Exercise prompt —
Output all of the records exactly as written.

Object location annotation data
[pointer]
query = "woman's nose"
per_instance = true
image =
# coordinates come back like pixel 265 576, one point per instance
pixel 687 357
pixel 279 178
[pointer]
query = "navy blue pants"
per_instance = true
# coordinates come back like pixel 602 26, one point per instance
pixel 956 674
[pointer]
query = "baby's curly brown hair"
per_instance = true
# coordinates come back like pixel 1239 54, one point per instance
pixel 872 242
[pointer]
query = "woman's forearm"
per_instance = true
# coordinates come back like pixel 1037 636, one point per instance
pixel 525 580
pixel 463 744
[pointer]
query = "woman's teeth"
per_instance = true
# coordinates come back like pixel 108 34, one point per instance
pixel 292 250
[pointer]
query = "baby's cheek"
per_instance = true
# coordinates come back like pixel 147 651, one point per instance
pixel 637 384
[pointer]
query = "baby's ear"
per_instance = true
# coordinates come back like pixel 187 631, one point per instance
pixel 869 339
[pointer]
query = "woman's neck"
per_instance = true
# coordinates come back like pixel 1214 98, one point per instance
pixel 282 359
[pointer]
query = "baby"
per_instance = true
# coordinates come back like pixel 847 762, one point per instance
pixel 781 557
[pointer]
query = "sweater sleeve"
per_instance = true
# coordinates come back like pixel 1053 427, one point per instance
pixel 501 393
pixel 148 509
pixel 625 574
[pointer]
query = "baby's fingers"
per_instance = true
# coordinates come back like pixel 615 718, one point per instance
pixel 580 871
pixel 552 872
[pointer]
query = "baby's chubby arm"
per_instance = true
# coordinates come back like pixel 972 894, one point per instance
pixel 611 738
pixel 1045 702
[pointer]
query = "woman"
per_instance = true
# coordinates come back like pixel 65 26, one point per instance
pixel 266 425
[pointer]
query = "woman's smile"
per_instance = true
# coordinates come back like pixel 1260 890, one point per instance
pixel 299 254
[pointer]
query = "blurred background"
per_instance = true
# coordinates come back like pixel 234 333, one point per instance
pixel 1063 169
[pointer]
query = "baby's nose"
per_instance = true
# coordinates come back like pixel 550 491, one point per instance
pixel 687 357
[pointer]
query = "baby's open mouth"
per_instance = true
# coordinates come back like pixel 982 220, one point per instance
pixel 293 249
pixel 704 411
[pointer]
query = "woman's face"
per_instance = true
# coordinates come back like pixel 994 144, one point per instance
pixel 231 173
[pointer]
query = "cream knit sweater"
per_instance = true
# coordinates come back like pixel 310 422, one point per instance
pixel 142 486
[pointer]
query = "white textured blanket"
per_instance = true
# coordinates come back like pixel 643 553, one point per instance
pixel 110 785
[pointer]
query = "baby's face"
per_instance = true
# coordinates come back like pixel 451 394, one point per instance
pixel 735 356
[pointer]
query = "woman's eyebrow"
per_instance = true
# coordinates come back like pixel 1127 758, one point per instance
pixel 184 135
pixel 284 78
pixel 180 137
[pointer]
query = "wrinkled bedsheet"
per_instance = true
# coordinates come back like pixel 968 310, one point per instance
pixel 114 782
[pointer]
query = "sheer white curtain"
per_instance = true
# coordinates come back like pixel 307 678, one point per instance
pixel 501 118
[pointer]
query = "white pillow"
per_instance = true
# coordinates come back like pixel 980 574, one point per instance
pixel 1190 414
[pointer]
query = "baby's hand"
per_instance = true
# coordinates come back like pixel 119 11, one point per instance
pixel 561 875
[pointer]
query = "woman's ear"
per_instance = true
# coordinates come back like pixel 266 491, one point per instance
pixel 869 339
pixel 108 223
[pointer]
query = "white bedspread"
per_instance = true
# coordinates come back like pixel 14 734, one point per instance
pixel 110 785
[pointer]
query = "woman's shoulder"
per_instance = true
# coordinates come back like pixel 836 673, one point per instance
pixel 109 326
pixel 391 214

Exercise result —
[pointer]
query = "woman's nose"
per_instance = true
image =
# coordinates come back like pixel 265 576, one point per instance
pixel 687 357
pixel 279 178
[pointer]
query = "navy blue pants"
per_instance = true
# coordinates come back like pixel 602 26, one point per instance
pixel 956 674
[pointer]
query = "baby's curly brown hair"
per_instance = true
# coordinates come back like pixel 1239 54, one point per instance
pixel 872 242
[pointer]
query = "woman's forearm"
per_instance = true
# coordinates come back like pixel 1037 636, one point per instance
pixel 525 580
pixel 463 744
[pointer]
query = "woman's teeth"
per_instance = true
# coordinates come back like pixel 108 34, one point per instance
pixel 292 250
[pointer]
query = "baby's cheek"
per_instance = true
# coordinates come back like pixel 147 651, one point per instance
pixel 637 384
[pointer]
query = "baby's ear"
per_instance = true
# coordinates come back like pixel 187 631, one point per instance
pixel 869 339
[pointer]
query = "woman's neck"
per_instance = true
# coordinates come back like pixel 1214 98, one point per instance
pixel 282 359
[pointer]
query = "baby"
per_instance = true
# coordinates come back like pixel 847 762, one point per instance
pixel 781 557
[pointer]
query = "sweater sleeve"
per_instance = true
# coordinates come back like pixel 1053 427, one point per instance
pixel 501 393
pixel 148 509
pixel 625 574
[pointer]
query = "baby's fingers"
per_instance = true
# coordinates come back like pixel 615 718, one point per instance
pixel 580 871
pixel 552 872
[pointer]
query = "baby's chubby arm"
per_instance = true
# coordinates come back like pixel 972 894, one point per instance
pixel 611 738
pixel 1045 702
[pointer]
query = "woman"
per_instance = true
# coordinates come back like pixel 65 26, one point per instance
pixel 266 425
[pointer]
query = "woman's smile"
per_instance = true
# coordinates come back like pixel 1260 890, one point per instance
pixel 299 254
[pointer]
query = "blurred background"
per_instance = true
# coordinates come back like pixel 234 333, one point per instance
pixel 1063 169
[pointer]
query = "baby's nose"
per_instance = true
# coordinates come back like pixel 550 491, one point per instance
pixel 687 357
[pointer]
query = "baby's open mouth"
per_instance = true
# coordinates come back like pixel 982 220, one point per instance
pixel 293 249
pixel 704 411
[pointer]
query = "woman's face"
per_instance = true
# coordinates come back like pixel 994 144, one point per instance
pixel 231 173
[pointer]
query = "cream knit sweater"
per_instance = true
# coordinates come back like pixel 310 422, one point per instance
pixel 142 486
[pointer]
query = "white textured blanket"
per_instance = true
# coordinates come back like pixel 643 553, one point per instance
pixel 110 785
[pointer]
query = "baby's face"
per_instance = true
# coordinates come back like pixel 451 394, one point per instance
pixel 735 356
[pointer]
query = "woman's eyebrow"
per_instance = true
# coordinates come back like pixel 1127 758, one point per instance
pixel 184 135
pixel 284 78
pixel 180 137
[pointer]
query = "wrinkled bedsheet"
per_instance = true
# coordinates come back like pixel 968 310, one point per instance
pixel 114 782
[pointer]
query = "sheer white curtain"
per_instance = true
# coordinates come back like pixel 307 678, one point per instance
pixel 501 118
[pointer]
query = "white pillow"
per_instance = true
# coordinates come back like pixel 980 574, one point per instance
pixel 1190 414
[pointer]
query = "baby's hand"
per_instance = true
# coordinates come back like pixel 119 11, one point per instance
pixel 561 875
[pointer]
query = "woman's ear"
per_instance = true
# coordinates come back like pixel 266 491, one point per instance
pixel 869 339
pixel 108 223
[pointer]
query = "white bedspread"
per_instance = true
# coordinates come back like pixel 14 734, one point per instance
pixel 110 785
[pointer]
query = "woman's shoulder"
per_instance = true
# coordinates come back like pixel 836 673, one point per instance
pixel 109 326
pixel 391 214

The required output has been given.